**Passage shown**
◇ ◇ ◇ ◇ ◇ ◇ ◇

Root Canals by Paul Krause Dental in Omaha
Root canal therapy, or endodontic treatment is needed when the nerve of a tooth is affected by decay or infection. In order to save the tooth, the pulp (the living tissue inside the tooth), nerves, bacteria, and any decay are removed, and the resulting space is filled with special, medicated, dental materials, which restore the tooth to its full function.
Having a root canal done to remove tooth pain from an infected tooth is the dental procedure of choice to save an affected tooth that otherwise would die and have to be removed.
If you do indeed need a root canal, the treatment is highly successful and usually lasts a lifetime. There are always risks of infections that can occur. We encourage regular dental visits and care to limit that possibility. Root canal safety and saving the natural tooth is the first priority of root canal specialists.
Signs and symptoms for possible root canal therapy:
- An abscess (or pimple) on the gums.
- Sensitivity to hot and cold.
- Severe toothache pain.
- Sometimes no symptoms are present.
- Swelling and/or tenderness around the tooth, blood vessels or gum.
Reasons for root canal therapy:
- Decay has reached the tooth pulp (the living tissue inside the tooth).
- Infection or abscess have developed inside the tooth or at the root tip.
- Injury or trauma to the tooth.
What does root canal therapy involve?
Root canal treatments require one or more appointments and can be performed by a general dentist or endodontist (a root canal specialist).
While the diseased tooth is numb from a local anesthesia applied in house, an access opening is made on top of the tooth and a series of root canal files are placed into the opening, one at a time, removing the infected pulp, connective tissue, and bacteria. If tooth decay is present, it will also be removed with special dental instruments.
Once the tooth is thoroughly cleaned, it will be sealed with either a permanent filling or, if additional appointments are needed, a temporary filling will be placed.
At the next appointment, usually a week later, the roots and the inside cavity of the tooth will be filled and sealed with special dental materials. A filling will be placed to cover the opening on top of the tooth. In addition, all teeth that have root canal treatment should have a permanent crown (cap) placed. This will protect the tooth and prevent it from breaking and restore it to its full function. After treatment, your tooth may still be sensitive, but this will subside as the inflammation diminishes and the tooth has healed.
You will be given American Dental Association care instructions after each appointment. Good oral hygiene practices and regular dental visits will aid in the life of your root canal treatment while lowering the risk of repeated dental procedures.

◇ ◇ ◇ ◇ ◇ ◇ ◇

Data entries
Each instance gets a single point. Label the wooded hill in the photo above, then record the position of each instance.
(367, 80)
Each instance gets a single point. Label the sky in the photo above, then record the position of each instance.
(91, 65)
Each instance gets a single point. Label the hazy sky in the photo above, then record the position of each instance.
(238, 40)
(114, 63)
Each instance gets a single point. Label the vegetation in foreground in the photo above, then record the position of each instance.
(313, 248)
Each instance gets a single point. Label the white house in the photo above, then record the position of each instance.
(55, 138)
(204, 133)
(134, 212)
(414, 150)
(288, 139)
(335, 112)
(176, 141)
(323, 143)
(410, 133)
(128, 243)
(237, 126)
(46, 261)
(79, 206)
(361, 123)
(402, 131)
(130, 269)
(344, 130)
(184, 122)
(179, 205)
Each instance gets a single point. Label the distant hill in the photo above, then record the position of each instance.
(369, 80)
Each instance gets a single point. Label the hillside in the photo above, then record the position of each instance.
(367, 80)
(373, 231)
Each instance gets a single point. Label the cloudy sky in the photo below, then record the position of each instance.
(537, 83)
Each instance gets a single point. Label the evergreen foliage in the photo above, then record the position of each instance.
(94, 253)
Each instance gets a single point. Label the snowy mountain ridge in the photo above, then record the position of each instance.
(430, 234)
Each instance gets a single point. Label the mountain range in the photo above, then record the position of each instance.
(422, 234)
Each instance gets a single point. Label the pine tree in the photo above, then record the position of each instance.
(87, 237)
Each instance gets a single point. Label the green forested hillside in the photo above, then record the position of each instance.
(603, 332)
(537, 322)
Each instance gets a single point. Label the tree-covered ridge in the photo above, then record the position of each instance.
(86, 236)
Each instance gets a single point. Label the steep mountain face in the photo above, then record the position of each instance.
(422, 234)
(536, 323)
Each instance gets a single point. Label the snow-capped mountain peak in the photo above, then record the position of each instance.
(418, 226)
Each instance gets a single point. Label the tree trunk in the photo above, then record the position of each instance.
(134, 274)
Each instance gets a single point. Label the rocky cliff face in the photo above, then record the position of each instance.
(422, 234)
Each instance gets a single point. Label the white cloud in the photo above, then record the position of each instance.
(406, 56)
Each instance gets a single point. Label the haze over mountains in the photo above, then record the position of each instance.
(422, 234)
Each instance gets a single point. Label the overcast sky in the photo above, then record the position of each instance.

◇ ◇ ◇ ◇ ◇ ◇ ◇

**Exercise requirements**
Write out the full root canal therapy page from the top, word for word.

**Reply to the exercise**
Root Canals by Paul Krause Dental in Omaha
Root canal therapy, or endodontic treatment is needed when the nerve of a tooth is affected by decay or infection. In order to save the tooth, the pulp (the living tissue inside the tooth), nerves, bacteria, and any decay are removed, and the resulting space is filled with special, medicated, dental materials, which restore the tooth to its full function.
Having a root canal done to remove tooth pain from an infected tooth is the dental procedure of choice to save an affected tooth that otherwise would die and have to be removed.
If you do indeed need a root canal, the treatment is highly successful and usually lasts a lifetime. There are always risks of infections that can occur. We encourage regular dental visits and care to limit that possibility. Root canal safety and saving the natural tooth is the first priority of root canal specialists.
Signs and symptoms for possible root canal therapy:
- An abscess (or pimple) on the gums.
- Sensitivity to hot and cold.
- Severe toothache pain.
- Sometimes no symptoms are present.
- Swelling and/or tenderness around the tooth, blood vessels or gum.
Reasons for root canal therapy:
- Decay has reached the tooth pulp (the living tissue inside the tooth).
- Infection or abscess have developed inside the tooth or at the root tip.
- Injury or trauma to the tooth.
What does root canal therapy involve?
Root canal treatments require one or more appointments and can be performed by a general dentist or endodontist (a root canal specialist).
While the diseased tooth is numb from a local anesthesia applied in house, an access opening is made on top of the tooth and a series of root canal files are placed into the opening, one at a time, removing the infected pulp, connective tissue, and bacteria. If tooth decay is present, it will also be removed with special dental instruments.
Once the tooth is thoroughly cleaned, it will be sealed with either a permanent filling or, if additional appointments are needed, a temporary filling will be placed.
At the next appointment, usually a week later, the roots and the inside cavity of the tooth will be filled and sealed with special dental materials. A filling will be placed to cover the opening on top of the tooth. In addition, all teeth that have root canal treatment should have a permanent crown (cap) placed. This will protect the tooth and prevent it from breaking and restore it to its full function. After treatment, your tooth may still be sensitive, but this will subside as the inflammation diminishes and the tooth has healed.
You will be given American Dental Association care instructions after each appointment. Good oral hygiene practices and regular dental visits will aid in the life of your root canal treatment while lowering the risk of repeated dental procedures.